| WHAT IS BEING ASKED |
Rewrite everything from the start of the entries below down to and including the line containing "left=107, top=937, right=518, bottom=1200" as a JSON list of strings, one string per line, leaving out blank lines.
-- Begin --
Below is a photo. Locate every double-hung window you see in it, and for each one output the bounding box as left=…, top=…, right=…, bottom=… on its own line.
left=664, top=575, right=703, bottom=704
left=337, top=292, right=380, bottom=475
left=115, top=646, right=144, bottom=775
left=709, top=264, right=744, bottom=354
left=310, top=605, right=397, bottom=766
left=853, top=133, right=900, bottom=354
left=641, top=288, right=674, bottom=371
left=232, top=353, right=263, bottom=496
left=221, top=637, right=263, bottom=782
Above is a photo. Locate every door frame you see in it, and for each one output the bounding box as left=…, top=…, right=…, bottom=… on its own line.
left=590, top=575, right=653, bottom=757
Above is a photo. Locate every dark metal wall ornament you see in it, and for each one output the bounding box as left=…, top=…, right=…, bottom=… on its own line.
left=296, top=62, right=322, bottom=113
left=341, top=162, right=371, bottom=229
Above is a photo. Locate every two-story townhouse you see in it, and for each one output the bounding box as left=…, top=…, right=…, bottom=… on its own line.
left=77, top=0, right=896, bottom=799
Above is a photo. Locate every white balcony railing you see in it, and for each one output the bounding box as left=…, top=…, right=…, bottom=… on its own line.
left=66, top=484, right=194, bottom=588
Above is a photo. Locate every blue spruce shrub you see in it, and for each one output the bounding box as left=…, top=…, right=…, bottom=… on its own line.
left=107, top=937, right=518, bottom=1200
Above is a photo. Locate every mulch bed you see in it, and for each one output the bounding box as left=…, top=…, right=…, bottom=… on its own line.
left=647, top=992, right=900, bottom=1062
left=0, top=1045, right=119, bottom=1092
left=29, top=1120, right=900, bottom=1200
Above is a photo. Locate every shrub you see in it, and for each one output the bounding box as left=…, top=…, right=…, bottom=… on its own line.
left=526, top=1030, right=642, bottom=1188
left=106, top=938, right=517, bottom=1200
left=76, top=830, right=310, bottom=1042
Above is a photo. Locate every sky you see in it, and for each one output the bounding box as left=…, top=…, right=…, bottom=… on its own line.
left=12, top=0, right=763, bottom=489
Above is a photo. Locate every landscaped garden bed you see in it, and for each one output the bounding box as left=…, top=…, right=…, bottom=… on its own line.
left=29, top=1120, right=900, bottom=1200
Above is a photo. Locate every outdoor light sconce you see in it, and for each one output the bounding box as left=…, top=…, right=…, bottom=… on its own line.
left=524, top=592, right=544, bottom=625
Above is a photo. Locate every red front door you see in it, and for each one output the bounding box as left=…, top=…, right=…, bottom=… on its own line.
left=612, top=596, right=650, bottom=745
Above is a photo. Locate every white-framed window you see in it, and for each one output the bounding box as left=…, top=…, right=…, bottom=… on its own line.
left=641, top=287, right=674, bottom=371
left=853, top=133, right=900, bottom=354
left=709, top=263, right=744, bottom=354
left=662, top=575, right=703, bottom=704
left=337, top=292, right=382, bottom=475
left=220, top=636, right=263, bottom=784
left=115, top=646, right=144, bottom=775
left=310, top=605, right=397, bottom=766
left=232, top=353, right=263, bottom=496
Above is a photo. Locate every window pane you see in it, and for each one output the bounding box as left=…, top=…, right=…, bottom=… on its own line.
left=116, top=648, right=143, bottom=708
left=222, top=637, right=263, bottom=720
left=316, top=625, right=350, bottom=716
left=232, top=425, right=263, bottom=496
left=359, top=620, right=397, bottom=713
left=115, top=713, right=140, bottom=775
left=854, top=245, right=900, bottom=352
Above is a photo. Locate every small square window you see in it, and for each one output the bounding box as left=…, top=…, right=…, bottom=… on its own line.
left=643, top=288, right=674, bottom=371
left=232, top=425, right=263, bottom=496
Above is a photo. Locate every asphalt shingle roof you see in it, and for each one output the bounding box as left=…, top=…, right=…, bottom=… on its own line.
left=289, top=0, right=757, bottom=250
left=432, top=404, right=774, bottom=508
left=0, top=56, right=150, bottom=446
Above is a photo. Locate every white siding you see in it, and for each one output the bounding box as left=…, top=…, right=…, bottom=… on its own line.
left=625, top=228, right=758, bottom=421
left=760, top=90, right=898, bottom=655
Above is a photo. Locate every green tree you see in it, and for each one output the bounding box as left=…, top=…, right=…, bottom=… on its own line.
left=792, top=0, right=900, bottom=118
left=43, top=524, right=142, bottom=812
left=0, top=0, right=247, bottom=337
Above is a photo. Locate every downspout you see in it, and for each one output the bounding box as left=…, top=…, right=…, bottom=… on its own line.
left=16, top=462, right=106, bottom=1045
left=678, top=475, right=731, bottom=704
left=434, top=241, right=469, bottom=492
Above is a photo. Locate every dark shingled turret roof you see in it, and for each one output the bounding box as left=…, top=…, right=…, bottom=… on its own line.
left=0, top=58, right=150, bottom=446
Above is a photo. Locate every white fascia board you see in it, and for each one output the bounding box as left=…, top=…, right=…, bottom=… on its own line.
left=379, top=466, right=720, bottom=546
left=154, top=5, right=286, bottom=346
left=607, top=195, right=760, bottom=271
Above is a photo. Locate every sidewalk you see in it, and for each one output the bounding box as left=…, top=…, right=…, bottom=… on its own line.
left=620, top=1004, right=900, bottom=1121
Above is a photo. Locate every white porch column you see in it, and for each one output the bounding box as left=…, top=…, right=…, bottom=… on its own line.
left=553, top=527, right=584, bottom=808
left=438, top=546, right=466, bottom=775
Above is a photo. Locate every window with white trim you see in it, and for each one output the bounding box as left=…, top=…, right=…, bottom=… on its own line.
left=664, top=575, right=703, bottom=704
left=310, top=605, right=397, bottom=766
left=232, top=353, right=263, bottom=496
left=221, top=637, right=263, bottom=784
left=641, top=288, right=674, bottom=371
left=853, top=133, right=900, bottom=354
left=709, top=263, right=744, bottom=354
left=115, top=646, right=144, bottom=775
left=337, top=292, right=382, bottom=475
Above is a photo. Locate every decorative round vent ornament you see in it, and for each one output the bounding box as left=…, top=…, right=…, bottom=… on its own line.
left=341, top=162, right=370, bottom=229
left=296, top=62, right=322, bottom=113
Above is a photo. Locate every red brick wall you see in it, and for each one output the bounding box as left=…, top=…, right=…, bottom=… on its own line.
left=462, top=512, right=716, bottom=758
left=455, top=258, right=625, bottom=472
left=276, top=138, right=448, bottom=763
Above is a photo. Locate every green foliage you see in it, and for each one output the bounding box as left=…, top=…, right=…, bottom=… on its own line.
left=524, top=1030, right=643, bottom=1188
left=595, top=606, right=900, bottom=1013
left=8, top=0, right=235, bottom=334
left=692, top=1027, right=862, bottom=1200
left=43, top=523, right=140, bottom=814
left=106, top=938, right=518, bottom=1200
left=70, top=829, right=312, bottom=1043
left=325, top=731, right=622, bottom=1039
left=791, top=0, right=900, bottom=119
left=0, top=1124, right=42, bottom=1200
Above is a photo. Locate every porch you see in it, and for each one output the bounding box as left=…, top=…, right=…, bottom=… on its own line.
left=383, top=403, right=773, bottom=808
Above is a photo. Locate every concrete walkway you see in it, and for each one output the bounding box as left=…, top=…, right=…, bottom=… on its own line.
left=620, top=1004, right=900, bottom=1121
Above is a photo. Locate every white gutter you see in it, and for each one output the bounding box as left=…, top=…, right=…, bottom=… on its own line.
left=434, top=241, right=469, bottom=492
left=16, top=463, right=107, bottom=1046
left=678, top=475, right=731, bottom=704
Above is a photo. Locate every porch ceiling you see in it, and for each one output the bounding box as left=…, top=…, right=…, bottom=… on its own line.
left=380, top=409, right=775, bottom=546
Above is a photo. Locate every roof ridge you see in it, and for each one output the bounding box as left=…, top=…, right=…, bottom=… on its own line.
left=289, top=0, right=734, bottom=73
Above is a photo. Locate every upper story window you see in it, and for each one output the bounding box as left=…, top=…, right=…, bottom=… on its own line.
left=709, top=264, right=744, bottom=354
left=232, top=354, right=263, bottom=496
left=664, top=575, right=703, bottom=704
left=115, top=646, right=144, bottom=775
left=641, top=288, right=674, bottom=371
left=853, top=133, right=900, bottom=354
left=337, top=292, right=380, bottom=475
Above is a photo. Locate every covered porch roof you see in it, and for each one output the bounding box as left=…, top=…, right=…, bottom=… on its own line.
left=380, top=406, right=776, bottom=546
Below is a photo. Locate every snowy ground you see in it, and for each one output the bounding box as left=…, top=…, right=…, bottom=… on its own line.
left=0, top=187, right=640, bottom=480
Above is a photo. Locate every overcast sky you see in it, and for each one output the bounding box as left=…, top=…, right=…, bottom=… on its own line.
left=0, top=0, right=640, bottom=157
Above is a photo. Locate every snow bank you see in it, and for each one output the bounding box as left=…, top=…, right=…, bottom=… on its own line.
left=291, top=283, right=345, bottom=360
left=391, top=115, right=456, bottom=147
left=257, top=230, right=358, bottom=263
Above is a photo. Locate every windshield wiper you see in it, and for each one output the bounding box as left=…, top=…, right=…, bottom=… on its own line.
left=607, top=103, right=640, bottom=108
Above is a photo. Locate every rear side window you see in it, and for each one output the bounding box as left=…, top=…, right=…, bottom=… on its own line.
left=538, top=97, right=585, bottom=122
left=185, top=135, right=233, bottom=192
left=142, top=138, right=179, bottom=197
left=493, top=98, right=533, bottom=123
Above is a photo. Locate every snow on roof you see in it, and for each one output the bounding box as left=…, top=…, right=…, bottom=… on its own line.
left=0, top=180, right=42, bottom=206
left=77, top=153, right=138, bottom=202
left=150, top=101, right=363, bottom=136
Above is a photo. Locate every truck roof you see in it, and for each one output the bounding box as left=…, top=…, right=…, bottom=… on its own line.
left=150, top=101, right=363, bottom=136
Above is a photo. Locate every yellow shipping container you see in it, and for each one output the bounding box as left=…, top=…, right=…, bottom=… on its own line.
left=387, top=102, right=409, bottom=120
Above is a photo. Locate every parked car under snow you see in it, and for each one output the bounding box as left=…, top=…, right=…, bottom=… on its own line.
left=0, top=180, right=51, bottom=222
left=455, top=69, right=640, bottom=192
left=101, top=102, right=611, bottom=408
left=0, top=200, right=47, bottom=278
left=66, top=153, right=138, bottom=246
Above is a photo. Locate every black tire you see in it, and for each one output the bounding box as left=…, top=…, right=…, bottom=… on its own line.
-- End --
| CORRECT ANSWER |
[
  "Below is a photo. Locate every double-hung window you see in it, and for each one output the bounding box as left=…, top=…, right=…, bottom=… on its own line.",
  "left=664, top=575, right=703, bottom=704",
  "left=337, top=292, right=380, bottom=475",
  "left=115, top=646, right=144, bottom=775",
  "left=709, top=264, right=744, bottom=354",
  "left=310, top=605, right=397, bottom=766",
  "left=853, top=133, right=900, bottom=354",
  "left=641, top=288, right=674, bottom=371",
  "left=232, top=353, right=263, bottom=496",
  "left=221, top=637, right=263, bottom=782",
  "Above is a photo. Locate every door frame you see in it, and for each one output the bounding box as left=…, top=…, right=…, bottom=… on its own line.",
  "left=590, top=575, right=653, bottom=757",
  "Above is a photo. Locate every dark metal wall ornament you see in it, and for each one output the bounding box as left=…, top=…, right=…, bottom=… on its own line.",
  "left=296, top=62, right=322, bottom=113",
  "left=341, top=162, right=371, bottom=229",
  "Above is a photo. Locate every two-story townhouse you see in it, and for each one output the bounding box as left=…, top=…, right=…, bottom=… on its own line.",
  "left=77, top=0, right=896, bottom=799",
  "Above is a photo. Locate every white balcony railing you see in it, and for each one output the bounding box as left=…, top=…, right=…, bottom=… on its own line.",
  "left=66, top=484, right=194, bottom=588",
  "Above is a photo. Locate every blue spruce shrub you see in it, and for each one output the bounding box as left=…, top=…, right=…, bottom=… on its own line.",
  "left=107, top=937, right=518, bottom=1200"
]